:: TASK TO COMPLETE ::
Copy the rows below line for line, leaving out the pictures.

:: PROVIDED DATA ::
= = =
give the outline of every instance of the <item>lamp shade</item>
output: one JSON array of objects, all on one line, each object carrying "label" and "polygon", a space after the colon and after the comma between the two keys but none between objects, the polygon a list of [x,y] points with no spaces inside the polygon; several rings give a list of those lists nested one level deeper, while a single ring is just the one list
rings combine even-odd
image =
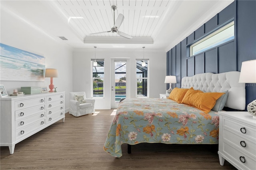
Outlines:
[{"label": "lamp shade", "polygon": [[175,75],[167,75],[165,76],[165,83],[176,83],[176,76]]},{"label": "lamp shade", "polygon": [[58,70],[54,69],[46,69],[45,77],[58,77]]},{"label": "lamp shade", "polygon": [[239,83],[256,83],[256,59],[242,63]]}]

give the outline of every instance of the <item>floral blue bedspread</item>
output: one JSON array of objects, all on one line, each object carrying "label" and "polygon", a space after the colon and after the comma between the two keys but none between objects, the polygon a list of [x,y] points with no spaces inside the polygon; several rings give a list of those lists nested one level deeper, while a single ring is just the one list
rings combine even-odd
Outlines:
[{"label": "floral blue bedspread", "polygon": [[218,144],[217,113],[168,99],[126,99],[118,105],[104,149],[119,158],[123,143]]}]

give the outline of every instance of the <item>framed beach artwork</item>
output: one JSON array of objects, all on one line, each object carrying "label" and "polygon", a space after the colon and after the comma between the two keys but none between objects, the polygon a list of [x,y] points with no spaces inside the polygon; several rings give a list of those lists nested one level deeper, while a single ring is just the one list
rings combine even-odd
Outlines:
[{"label": "framed beach artwork", "polygon": [[44,81],[44,57],[2,43],[0,46],[1,81]]}]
= = =
:: ANSWER TO THE EXERCISE ::
give the outline of every instance of the <item>lamp shade</item>
output: one JSON array of objects, all on one line, each object carrying "label" and "polygon", a space after the colon and after the comma between the two keys but none between objects, the polygon a list of [x,y] points with no spaces inside the polygon; several rings give a list of those lists nested one level deeper, while a single ring is just the one list
rings combine even-odd
image =
Outlines:
[{"label": "lamp shade", "polygon": [[175,75],[167,75],[165,76],[165,83],[176,83],[176,76]]},{"label": "lamp shade", "polygon": [[58,70],[54,69],[46,69],[45,77],[58,77]]},{"label": "lamp shade", "polygon": [[239,83],[256,83],[256,59],[242,63]]}]

give the outline of every instance of the <item>floral blue bedspread</item>
output: one JSON array of objects, all on one line, each object carrying "label" and "polygon", a space after the colon and after the comma between the two keys but none between objects, the polygon a list of [x,y] points with no spaces inside the polygon; several rings give a list of those lists nested one level deeper, while a single ring is just the one list
rings combine even-odd
Outlines:
[{"label": "floral blue bedspread", "polygon": [[218,144],[217,113],[168,99],[126,99],[118,105],[104,149],[119,158],[123,143]]}]

give the outline of every instance of the <item>framed beach artwork</item>
output: one JSON array of objects, all on one line, each object carrying "label" and "polygon", a space after the colon and after the comma between the two keys but none between objects, the polygon a list of [x,y] points with no spaces inside the polygon; several rings give a list of those lists nested one level deeper, while a single ring is just the one list
rings combine even-odd
Outlines:
[{"label": "framed beach artwork", "polygon": [[44,81],[44,57],[2,43],[0,46],[1,81]]}]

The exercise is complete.